▸ **Ketentuan Tugas**:
#1 Jawab pertanyaan berikut berdasarkan teks tentang kelas sosial.
(a) Fenomena sosial penting apa saja di jaman modern yang disebut dalam teks?
(b) Menurut pendekatan Kelas, bagaimana kehidupan masyarakat terbagi?
(c) Siapa yang dikutip untuk menerangkan arti penting prinsip metodologi Marxisme itu?
#2 Menurut teks tentang kelas sosial, mengapa jawaban yang tepat atas pertanyaan mengenai Kelas sosial itu penting? Jelaskan dalam satu sampai tiga kalimat.
#3 Teruskan teks tentang kelas sosial, mulai setelah kalimat terakhirnya.

▸ **Kutipan Dokumen**:
------------------------------
Kelas-Kelas Sosial dan Perjuangan Kelas
*
Apakah yang disebut Kelas sosial itu? Mengapa terdapat Kelas-Kelas
dalam perkembangan masyarakat? Dimana kedudukan hubungan antar Kelas dalam
kehidupan sosial kita? Jawaban yang tepat terhadap pertanyaan-pertanyaan
tersebut akan membawa kita pada pemahaman terhadap hakekat fenomena sosial
penting di jaman modern, seperti Negara, relasi-relasi politik dan kehidupan
ideologis. Pendekatan Kelas, melihat bahwa kehidupan masyarakat itu terbagi ke
dalam Kelas-Kelas. Itulah salah satu prinsip metodologi Marxisme yang paling
mendasar. Dalam rangka menerangkan arti penting dari prinsip ini, Lenin
menulis: ‘ orang-orang selalu menjadi korban tipu muslihat atau
sering
menipu diri sendiri dalam kehidupan politik dan mereka akan terus bersikap
demikian hingga akhirnya mereka berhasil mengetahui kepentigan-kepentingan Kelas
dibalik tabir tentang moral, agama, sosial politik, dan janji-janji’.
------------------------------
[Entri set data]
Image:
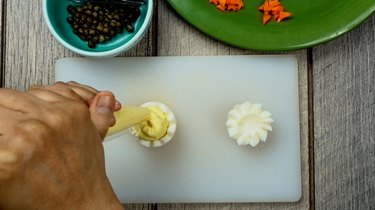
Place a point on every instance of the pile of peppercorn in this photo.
(96, 23)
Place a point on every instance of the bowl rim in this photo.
(110, 53)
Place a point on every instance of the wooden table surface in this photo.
(336, 84)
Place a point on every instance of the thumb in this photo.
(101, 110)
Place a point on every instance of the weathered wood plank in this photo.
(176, 38)
(344, 113)
(2, 31)
(31, 50)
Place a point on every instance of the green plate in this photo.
(313, 22)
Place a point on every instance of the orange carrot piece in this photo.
(273, 9)
(266, 18)
(221, 7)
(283, 15)
(227, 5)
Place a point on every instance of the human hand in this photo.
(51, 153)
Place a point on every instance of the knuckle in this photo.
(10, 166)
(32, 134)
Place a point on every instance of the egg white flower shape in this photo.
(249, 124)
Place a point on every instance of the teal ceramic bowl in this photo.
(56, 14)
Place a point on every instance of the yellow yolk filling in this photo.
(155, 127)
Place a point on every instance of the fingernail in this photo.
(105, 104)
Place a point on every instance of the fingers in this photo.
(54, 93)
(15, 100)
(80, 87)
(101, 111)
(76, 91)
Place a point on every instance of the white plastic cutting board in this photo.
(201, 163)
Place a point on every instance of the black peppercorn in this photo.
(98, 23)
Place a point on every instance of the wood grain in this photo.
(344, 120)
(32, 51)
(1, 42)
(176, 38)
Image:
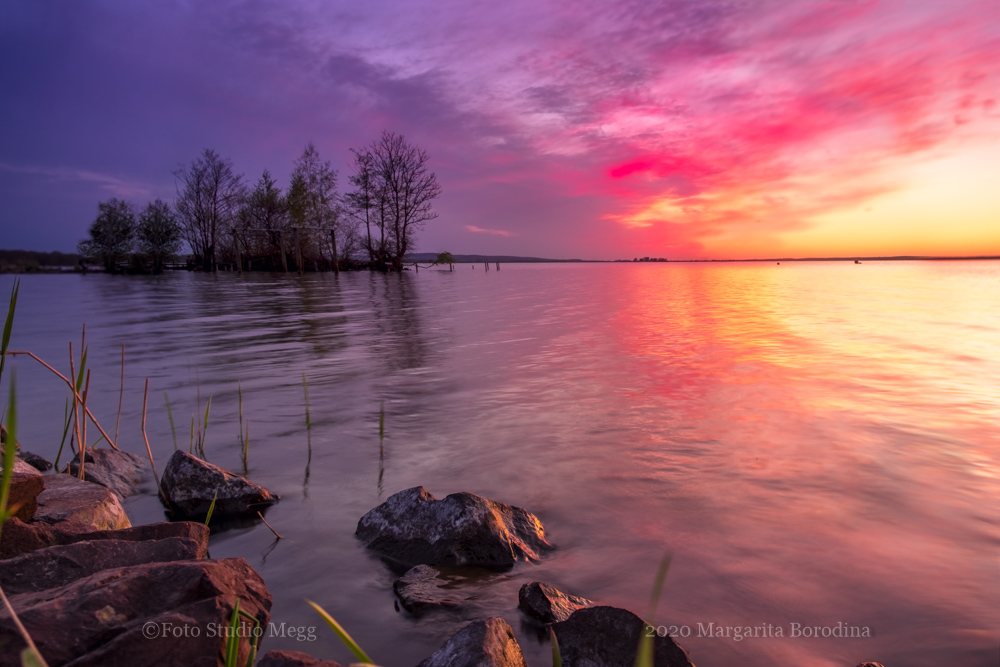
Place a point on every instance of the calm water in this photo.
(814, 442)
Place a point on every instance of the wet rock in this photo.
(59, 565)
(293, 659)
(609, 637)
(117, 470)
(24, 490)
(190, 484)
(463, 529)
(130, 616)
(20, 537)
(35, 461)
(77, 505)
(422, 589)
(3, 437)
(546, 604)
(488, 643)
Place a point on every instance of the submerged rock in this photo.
(463, 529)
(422, 589)
(546, 604)
(609, 637)
(59, 565)
(76, 505)
(139, 615)
(293, 659)
(24, 490)
(488, 643)
(117, 470)
(190, 484)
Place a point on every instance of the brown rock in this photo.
(546, 604)
(76, 505)
(488, 643)
(293, 659)
(59, 565)
(609, 637)
(20, 537)
(24, 490)
(163, 614)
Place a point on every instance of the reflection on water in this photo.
(814, 442)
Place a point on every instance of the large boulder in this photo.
(546, 604)
(422, 589)
(117, 470)
(77, 505)
(24, 490)
(190, 484)
(488, 643)
(463, 529)
(59, 565)
(609, 637)
(161, 614)
(293, 659)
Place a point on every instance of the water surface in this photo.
(814, 442)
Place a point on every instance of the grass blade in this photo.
(8, 324)
(644, 656)
(170, 416)
(233, 643)
(556, 655)
(344, 637)
(211, 508)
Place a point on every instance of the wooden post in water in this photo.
(336, 260)
(239, 256)
(281, 247)
(298, 249)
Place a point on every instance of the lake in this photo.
(815, 443)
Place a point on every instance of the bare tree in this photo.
(393, 193)
(158, 234)
(111, 234)
(208, 195)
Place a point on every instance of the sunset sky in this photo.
(600, 130)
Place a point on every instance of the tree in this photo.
(158, 234)
(313, 202)
(111, 234)
(393, 193)
(209, 193)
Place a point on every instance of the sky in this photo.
(685, 129)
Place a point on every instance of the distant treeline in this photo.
(30, 261)
(229, 223)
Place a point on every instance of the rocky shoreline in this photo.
(88, 586)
------------------------------
▸ **Jawaban Akhir**:
#1
(a) Negara, relasi-relasi politik, dan kehidupan ideologis.
(b) Kehidupan masyarakat terbagi ke dalam Kelas-Kelas.
(c) Lenin.

#2 Jawaban yang tepat atas pertanyaan-pertanyaan itu akan membawa kita pada pemahaman terhadap hakekat fenomena sosial penting di jaman modern. Contoh fenomena tersebut adalah Negara, relasi-relasi politik, dan kehidupan ideologis.

#3
I.
Konsep Kelas Sosial
Kelas sosial merupakan pengelompokan-pengelompokan yang
ada di dalam masyarakat. Namun di samping pengelompokan Kelas, masyarakat pun
terbagi ke dalam pengelompokan pengelompokan lain. Pengelompokan-pengelompokan
itu misalnya, pengelompokan yang
berdasar jenis kelamin, ras, kebangsaan, pekerjaan dan sebagainya. Beberapa pembagian
tersebut ada yang berdasar pada penggolongan fisik (usia, jenis kelamin, ras),
selain penggolongan yang bersifat sosial (kebangsaan, pekerjaan).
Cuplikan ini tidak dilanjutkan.